= Beginning of Section =

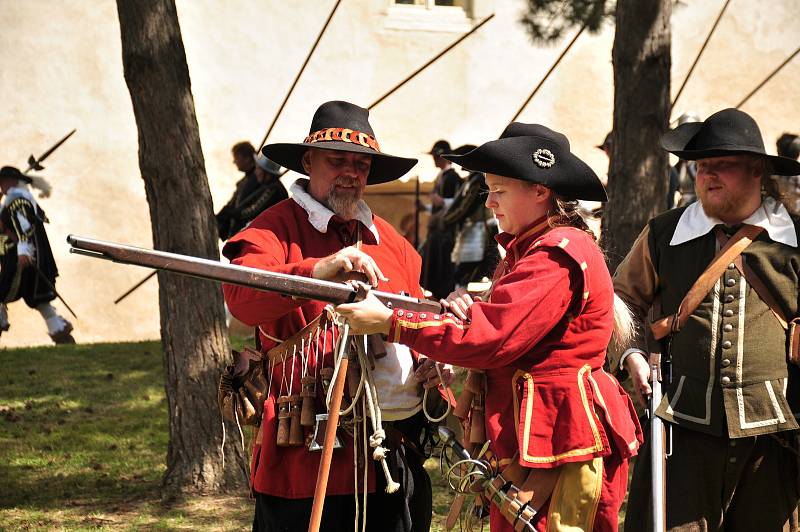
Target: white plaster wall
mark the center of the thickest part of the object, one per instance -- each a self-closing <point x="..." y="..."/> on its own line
<point x="60" y="67"/>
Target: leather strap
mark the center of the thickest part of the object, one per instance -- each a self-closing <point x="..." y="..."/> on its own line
<point x="757" y="284"/>
<point x="732" y="249"/>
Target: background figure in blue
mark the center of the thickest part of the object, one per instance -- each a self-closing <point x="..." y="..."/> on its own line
<point x="437" y="267"/>
<point x="27" y="268"/>
<point x="475" y="254"/>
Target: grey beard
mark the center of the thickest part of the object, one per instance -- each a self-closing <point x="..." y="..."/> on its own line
<point x="344" y="205"/>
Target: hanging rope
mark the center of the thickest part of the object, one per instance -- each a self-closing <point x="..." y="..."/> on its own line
<point x="378" y="434"/>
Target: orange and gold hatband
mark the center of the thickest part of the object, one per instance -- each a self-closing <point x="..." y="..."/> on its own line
<point x="344" y="135"/>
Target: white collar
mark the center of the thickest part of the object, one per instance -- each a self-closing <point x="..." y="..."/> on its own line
<point x="695" y="223"/>
<point x="319" y="215"/>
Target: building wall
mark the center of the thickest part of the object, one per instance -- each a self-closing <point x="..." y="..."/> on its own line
<point x="60" y="67"/>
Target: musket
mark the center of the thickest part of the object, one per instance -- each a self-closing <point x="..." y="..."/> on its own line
<point x="658" y="438"/>
<point x="36" y="164"/>
<point x="213" y="270"/>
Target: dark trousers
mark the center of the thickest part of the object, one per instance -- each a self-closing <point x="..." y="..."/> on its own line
<point x="717" y="483"/>
<point x="407" y="510"/>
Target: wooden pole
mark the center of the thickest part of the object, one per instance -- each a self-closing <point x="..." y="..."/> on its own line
<point x="429" y="63"/>
<point x="752" y="92"/>
<point x="547" y="75"/>
<point x="297" y="77"/>
<point x="330" y="436"/>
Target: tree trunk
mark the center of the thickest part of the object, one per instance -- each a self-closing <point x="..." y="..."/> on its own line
<point x="639" y="172"/>
<point x="193" y="331"/>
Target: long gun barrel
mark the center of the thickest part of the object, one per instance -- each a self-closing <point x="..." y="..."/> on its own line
<point x="281" y="283"/>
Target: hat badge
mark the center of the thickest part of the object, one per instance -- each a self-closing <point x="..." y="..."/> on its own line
<point x="544" y="158"/>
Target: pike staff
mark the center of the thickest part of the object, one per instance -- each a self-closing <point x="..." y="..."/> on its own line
<point x="700" y="53"/>
<point x="771" y="75"/>
<point x="36" y="163"/>
<point x="299" y="73"/>
<point x="547" y="74"/>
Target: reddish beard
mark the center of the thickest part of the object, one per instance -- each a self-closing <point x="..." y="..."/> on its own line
<point x="344" y="201"/>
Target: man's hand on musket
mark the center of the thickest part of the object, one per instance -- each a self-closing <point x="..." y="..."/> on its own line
<point x="458" y="303"/>
<point x="351" y="259"/>
<point x="639" y="370"/>
<point x="426" y="373"/>
<point x="368" y="316"/>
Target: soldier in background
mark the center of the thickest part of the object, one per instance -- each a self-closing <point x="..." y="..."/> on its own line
<point x="27" y="268"/>
<point x="259" y="189"/>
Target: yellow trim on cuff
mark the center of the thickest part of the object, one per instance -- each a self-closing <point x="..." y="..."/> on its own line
<point x="598" y="446"/>
<point x="573" y="505"/>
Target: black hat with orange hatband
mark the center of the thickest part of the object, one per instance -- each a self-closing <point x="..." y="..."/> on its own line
<point x="341" y="126"/>
<point x="535" y="153"/>
<point x="726" y="132"/>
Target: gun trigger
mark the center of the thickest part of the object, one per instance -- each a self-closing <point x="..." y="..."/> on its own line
<point x="362" y="289"/>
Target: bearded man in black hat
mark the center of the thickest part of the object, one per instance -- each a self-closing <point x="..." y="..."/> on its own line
<point x="475" y="254"/>
<point x="326" y="231"/>
<point x="27" y="268"/>
<point x="732" y="397"/>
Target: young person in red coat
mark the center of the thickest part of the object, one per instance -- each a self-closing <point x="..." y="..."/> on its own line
<point x="315" y="234"/>
<point x="541" y="336"/>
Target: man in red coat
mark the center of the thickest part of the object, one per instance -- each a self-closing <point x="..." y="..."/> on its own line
<point x="324" y="231"/>
<point x="540" y="338"/>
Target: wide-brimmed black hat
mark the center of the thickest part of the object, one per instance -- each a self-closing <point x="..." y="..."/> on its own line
<point x="535" y="153"/>
<point x="727" y="132"/>
<point x="341" y="126"/>
<point x="440" y="147"/>
<point x="10" y="172"/>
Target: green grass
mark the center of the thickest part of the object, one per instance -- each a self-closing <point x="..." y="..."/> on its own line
<point x="83" y="442"/>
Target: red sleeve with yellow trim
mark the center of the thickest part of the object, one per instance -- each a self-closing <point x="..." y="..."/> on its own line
<point x="526" y="304"/>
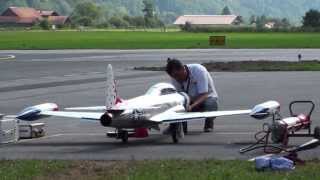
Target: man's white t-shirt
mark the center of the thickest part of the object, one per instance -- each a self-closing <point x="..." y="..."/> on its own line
<point x="200" y="81"/>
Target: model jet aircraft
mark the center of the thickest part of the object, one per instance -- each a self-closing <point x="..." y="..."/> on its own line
<point x="161" y="104"/>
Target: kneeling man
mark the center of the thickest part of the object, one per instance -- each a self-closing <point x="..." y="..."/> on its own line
<point x="196" y="81"/>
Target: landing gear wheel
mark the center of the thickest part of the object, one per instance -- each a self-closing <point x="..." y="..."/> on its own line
<point x="177" y="131"/>
<point x="174" y="132"/>
<point x="316" y="132"/>
<point x="124" y="136"/>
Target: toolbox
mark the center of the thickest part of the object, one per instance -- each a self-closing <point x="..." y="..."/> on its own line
<point x="28" y="131"/>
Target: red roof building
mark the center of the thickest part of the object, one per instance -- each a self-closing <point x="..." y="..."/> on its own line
<point x="26" y="16"/>
<point x="207" y="20"/>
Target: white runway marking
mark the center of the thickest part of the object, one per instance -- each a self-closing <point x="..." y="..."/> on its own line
<point x="8" y="57"/>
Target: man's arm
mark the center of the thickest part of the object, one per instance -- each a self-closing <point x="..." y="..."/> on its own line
<point x="202" y="86"/>
<point x="200" y="99"/>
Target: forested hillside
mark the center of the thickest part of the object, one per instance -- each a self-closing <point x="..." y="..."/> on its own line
<point x="169" y="9"/>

= End of Section =

**Task details**
Text only, pictures out: give every record again as written.

**Problem solution**
Target: white plaster wall
mark the center of the thickest part of the object, one per instance -- each a self-closing <point x="..." y="..."/> on its own line
<point x="60" y="67"/>
Target: leather strap
mark the center of the thickest part of the object, one per instance -- each a self-closing <point x="..." y="..."/> on its own line
<point x="757" y="284"/>
<point x="732" y="249"/>
Target: background figure in blue
mark the center of the thickest part of the object, one per instance -- each a self-closing <point x="..." y="..."/> on its own line
<point x="437" y="267"/>
<point x="27" y="268"/>
<point x="475" y="254"/>
Target: grey beard
mark the center of the thickest part of the object, one per instance -- each a self-closing <point x="..." y="..."/> on its own line
<point x="344" y="205"/>
Target: hanging rope
mark the center of the thickest part of the object, one per instance -- each a self-closing <point x="..." y="..."/> on its own line
<point x="378" y="434"/>
Target: orange and gold hatband
mark the center of the thickest part of the object, one per instance -- each a self-closing <point x="..." y="..."/> on its own line
<point x="344" y="135"/>
Target: white collar
mark the center of the thickest part of the object, one per instance -- each a self-closing <point x="..." y="..."/> on its own line
<point x="695" y="223"/>
<point x="319" y="215"/>
Target: building wall
mark the center of the thickest part of the object, one per instance -- each a self-closing <point x="..." y="..."/> on its own line
<point x="60" y="67"/>
Target: musket
mark the center of the thickest part of the object, one per instance -- each a self-closing <point x="..." y="..."/> on its own line
<point x="658" y="438"/>
<point x="36" y="164"/>
<point x="213" y="270"/>
Target: dark trousers
mark the center of the thickest part of the object, one per instance -- each a self-closing <point x="..." y="..."/> on its own line
<point x="717" y="483"/>
<point x="407" y="510"/>
Target: wooden pole
mark the center of the thickest part of the object, one per instance -- each a self-closing <point x="..." y="..."/> on its own line
<point x="429" y="63"/>
<point x="752" y="92"/>
<point x="547" y="75"/>
<point x="297" y="77"/>
<point x="330" y="436"/>
Target: tree trunk
mark the center of the thickest part of the object, one per instance -- each a self-closing <point x="..." y="..."/> on its own line
<point x="639" y="172"/>
<point x="193" y="331"/>
Target: long gun barrel
mark the center of the thickest part of the object, one per instance -- each a self-closing <point x="..." y="..."/> on its own line
<point x="281" y="283"/>
Target: hat badge
mark the center of the thickest part of the object, one per instance -- each a self-closing <point x="..." y="..."/> on its own line
<point x="544" y="158"/>
Target: pike staff
mark the center of the thickest part of the object, one per instance -- each a self-closing <point x="..." y="..."/> on its own line
<point x="700" y="53"/>
<point x="771" y="75"/>
<point x="36" y="163"/>
<point x="299" y="73"/>
<point x="547" y="74"/>
Target: reddish beard
mark the center of the thickest part of the object, one per instance -- each a self-closing <point x="..." y="..."/> on its own line
<point x="344" y="201"/>
Target: man's hand on musket
mark the center of the thickest part of the object, one per instance -- each a self-closing <point x="..." y="..."/> on its own line
<point x="458" y="303"/>
<point x="351" y="259"/>
<point x="639" y="370"/>
<point x="426" y="373"/>
<point x="368" y="316"/>
Target: soldier in background
mark the center of the thickest part of the object, one per instance -- each a self-closing <point x="..." y="..."/> on its own line
<point x="27" y="268"/>
<point x="259" y="189"/>
Target: yellow trim on cuff
mark the center of the thickest part of the object, one per instance -- each a self-closing <point x="..." y="..."/> on its own line
<point x="598" y="446"/>
<point x="573" y="505"/>
Target: black hat with orange hatband
mark the center of the thickest part of the object, one per instance -- each a self-closing <point x="..." y="..."/> on its own line
<point x="341" y="126"/>
<point x="535" y="153"/>
<point x="726" y="132"/>
Target: gun trigger
mark the center of the thickest part of the object, one per instance -- each a self-closing <point x="..." y="..."/> on its own line
<point x="362" y="289"/>
Target: bearded man in black hat
mark the center of the thickest part of the object, one per instance -- each a self-closing <point x="..." y="..."/> on its own line
<point x="475" y="254"/>
<point x="326" y="231"/>
<point x="27" y="268"/>
<point x="732" y="397"/>
Target: young person in red coat
mark the center of the thickest part of the object, one per instance -- each a self-closing <point x="..." y="..."/> on its own line
<point x="315" y="234"/>
<point x="541" y="336"/>
Target: man in red coat
mark the center of the thickest part of the object, one per instance -- each a self-closing <point x="..." y="..."/> on its own line
<point x="324" y="231"/>
<point x="540" y="338"/>
Target: wide-brimmed black hat
mark the center of the thickest part of the object, one per instance -- each a self-closing <point x="..." y="..."/> on its own line
<point x="535" y="153"/>
<point x="727" y="132"/>
<point x="341" y="126"/>
<point x="440" y="147"/>
<point x="10" y="172"/>
Target: green grass
mark the center of the thickest part of the object, one per instance -- each a self-closing <point x="..." y="..."/> on its own line
<point x="83" y="442"/>
Target: red sleeve with yellow trim
mark the center of the thickest part of the object, one per instance -- each a self-closing <point x="..." y="..."/> on its own line
<point x="526" y="304"/>
Target: man's white t-shirt
mark the center of the thickest part of the object, one per instance -- each a self-closing <point x="..." y="..."/> on its own line
<point x="200" y="81"/>
Target: model jet aircraft
mark the center of the thickest part of the object, one per instance -- each a self-closing <point x="..." y="..."/> on its own line
<point x="161" y="104"/>
Target: kneeling man
mark the center of the thickest part of the object, one per instance -- each a self-closing <point x="..." y="..."/> on its own line
<point x="196" y="81"/>
Target: landing gear wheel
mark the center of the thickest part of the object, one per instance -- each a self-closing <point x="..." y="..."/> on its own line
<point x="177" y="131"/>
<point x="174" y="132"/>
<point x="316" y="132"/>
<point x="124" y="136"/>
Target: toolbox
mark the center of the thickest part of the object, one per instance -- each a self-closing <point x="..." y="..."/> on its own line
<point x="28" y="131"/>
Target: red roof building
mark the center of the thickest part of the object, one per instance -- each a self-closing <point x="..." y="..."/> on its own line
<point x="26" y="16"/>
<point x="207" y="20"/>
Target: white runway marking
mark the center of the thickest part of the object, one per instance -- each a self-closing <point x="..." y="..."/> on its own line
<point x="8" y="57"/>
Target: man's arm
mark the center of the thickest part of the object, one per instance -- each a self-closing <point x="..." y="..."/> on its own line
<point x="202" y="86"/>
<point x="200" y="99"/>
Target: forested hillside
mark the center of the thickest part of the object, one per instance -- each a self-closing <point x="..." y="..."/> on its own line
<point x="169" y="9"/>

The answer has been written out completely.